> **Selected excerpt**
Post-parturient shedding of Listeria monocytogenes in breast milk of infected mice

Keith P Poulsen 1, DeAnn M Pillers 2, James H Conway 2, Nancy G Faith 3, Charles J Czuprynski 3
PMCID: PMC3974562  NIHMSID: NIHMS563463  PMID: 24246517

Abstract

The objectives of this study were to develop an animal model to study Listeria monocytogenes infection during the peri-parturient period and identify sources of maternal shedding of the pathogen. Peri-parturient mice were infected intragastrically with L. monocytogenes that expressed bacterial luciferase. Mice were then imaged in vivo over time. Secreted breast milk samples from mice infected after parturition were enriched and plated for culture and imaging. Bioluminescence imaging technology was able to detect luciferase emitting L. monocytogenes in vaginal secretions and maternal and fetal organs at 72 and 96 h post infection in mice infected prior to, or just after, parturition. The results from this study clearly show that L. monocytogenes is shed in vaginal secretions and disseminates to the mammary chain, from which it can be shed in the milk of peri-parturient mice.

> **Data**
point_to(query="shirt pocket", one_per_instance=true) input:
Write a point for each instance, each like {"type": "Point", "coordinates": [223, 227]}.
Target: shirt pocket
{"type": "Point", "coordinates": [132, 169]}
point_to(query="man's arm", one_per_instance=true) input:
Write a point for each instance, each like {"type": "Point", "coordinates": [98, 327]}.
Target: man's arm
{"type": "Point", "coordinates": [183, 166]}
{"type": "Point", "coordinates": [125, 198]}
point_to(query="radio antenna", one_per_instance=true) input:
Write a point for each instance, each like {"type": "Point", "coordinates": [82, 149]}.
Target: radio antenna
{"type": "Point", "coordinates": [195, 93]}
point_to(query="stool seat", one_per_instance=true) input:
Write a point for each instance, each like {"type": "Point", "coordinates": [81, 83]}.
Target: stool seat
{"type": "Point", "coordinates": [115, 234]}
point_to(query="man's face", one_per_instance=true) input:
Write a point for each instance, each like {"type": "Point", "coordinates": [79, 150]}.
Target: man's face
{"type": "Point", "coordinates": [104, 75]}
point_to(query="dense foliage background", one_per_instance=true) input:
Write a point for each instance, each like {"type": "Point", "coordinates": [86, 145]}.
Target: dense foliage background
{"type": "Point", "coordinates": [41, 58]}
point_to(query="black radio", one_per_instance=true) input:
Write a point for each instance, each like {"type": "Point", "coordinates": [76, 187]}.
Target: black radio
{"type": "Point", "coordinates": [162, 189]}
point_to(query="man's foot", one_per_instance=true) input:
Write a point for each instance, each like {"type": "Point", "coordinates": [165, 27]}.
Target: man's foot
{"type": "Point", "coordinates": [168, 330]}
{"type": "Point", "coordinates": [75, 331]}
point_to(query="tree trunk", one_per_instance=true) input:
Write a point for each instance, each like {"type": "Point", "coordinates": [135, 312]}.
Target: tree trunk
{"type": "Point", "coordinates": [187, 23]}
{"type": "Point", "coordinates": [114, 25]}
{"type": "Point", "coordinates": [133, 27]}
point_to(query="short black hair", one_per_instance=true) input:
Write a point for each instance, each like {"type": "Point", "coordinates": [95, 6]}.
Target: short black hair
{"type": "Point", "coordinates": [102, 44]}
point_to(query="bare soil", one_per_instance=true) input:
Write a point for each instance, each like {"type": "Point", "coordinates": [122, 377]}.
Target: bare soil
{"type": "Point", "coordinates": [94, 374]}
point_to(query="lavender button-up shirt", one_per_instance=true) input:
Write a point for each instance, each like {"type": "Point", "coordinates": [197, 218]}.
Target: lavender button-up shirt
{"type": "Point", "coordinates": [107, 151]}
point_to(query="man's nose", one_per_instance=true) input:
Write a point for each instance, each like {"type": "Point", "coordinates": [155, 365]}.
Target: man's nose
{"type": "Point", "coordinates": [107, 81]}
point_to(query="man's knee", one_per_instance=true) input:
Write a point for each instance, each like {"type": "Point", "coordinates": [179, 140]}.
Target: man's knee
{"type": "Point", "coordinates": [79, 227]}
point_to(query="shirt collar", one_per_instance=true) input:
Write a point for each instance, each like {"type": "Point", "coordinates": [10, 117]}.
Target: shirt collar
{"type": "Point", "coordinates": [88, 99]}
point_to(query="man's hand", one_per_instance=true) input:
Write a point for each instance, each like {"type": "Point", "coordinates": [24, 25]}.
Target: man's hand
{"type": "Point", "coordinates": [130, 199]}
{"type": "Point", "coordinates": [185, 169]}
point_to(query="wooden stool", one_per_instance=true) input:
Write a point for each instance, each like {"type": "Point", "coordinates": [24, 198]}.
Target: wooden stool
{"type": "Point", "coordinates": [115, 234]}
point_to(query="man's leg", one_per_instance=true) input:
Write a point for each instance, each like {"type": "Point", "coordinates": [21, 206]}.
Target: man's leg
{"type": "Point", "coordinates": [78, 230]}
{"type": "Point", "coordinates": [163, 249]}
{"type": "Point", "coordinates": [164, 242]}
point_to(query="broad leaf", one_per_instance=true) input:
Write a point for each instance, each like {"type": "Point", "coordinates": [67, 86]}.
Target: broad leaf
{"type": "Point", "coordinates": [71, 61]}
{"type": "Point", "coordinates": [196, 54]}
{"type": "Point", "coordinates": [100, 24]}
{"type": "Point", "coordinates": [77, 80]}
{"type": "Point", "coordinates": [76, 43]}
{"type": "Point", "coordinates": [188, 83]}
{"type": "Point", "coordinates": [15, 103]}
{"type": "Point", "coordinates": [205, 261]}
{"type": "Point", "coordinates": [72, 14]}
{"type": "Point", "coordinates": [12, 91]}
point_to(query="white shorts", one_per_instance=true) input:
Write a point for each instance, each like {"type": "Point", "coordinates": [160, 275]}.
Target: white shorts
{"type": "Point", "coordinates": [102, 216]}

> **Set of tasks**
a. In the Listeria abstract, at what times after infection did bioluminescence imaging detect luciferase-emitting L. monocytogenes?
b. Copy the Listeria abstract from "The objectives of" up to and including "of peri-parturient mice.".

> **Per-task outputs**
a. At 72 and 96 h post infection.

b.
The objectives of this study were to develop an animal model to study Listeria monocytogenes infection during the peri-parturient period and identify sources of maternal shedding of the pathogen. Peri-parturient mice were infected intragastrically with L. monocytogenes that expressed bacterial luciferase. Mice were then imaged in vivo over time. Secreted breast milk samples from mice infected after parturition were enriched and plated for culture and imaging. Bioluminescence imaging technology was able to detect luciferase emitting L. monocytogenes in vaginal secretions and maternal and fetal organs at 72 and 96 h post infection in mice infected prior to, or just after, parturition. The results from this study clearly show that L. monocytogenes is shed in vaginal secretions and disseminates to the mammary chain, from which it can be shed in the milk of peri-parturient mice.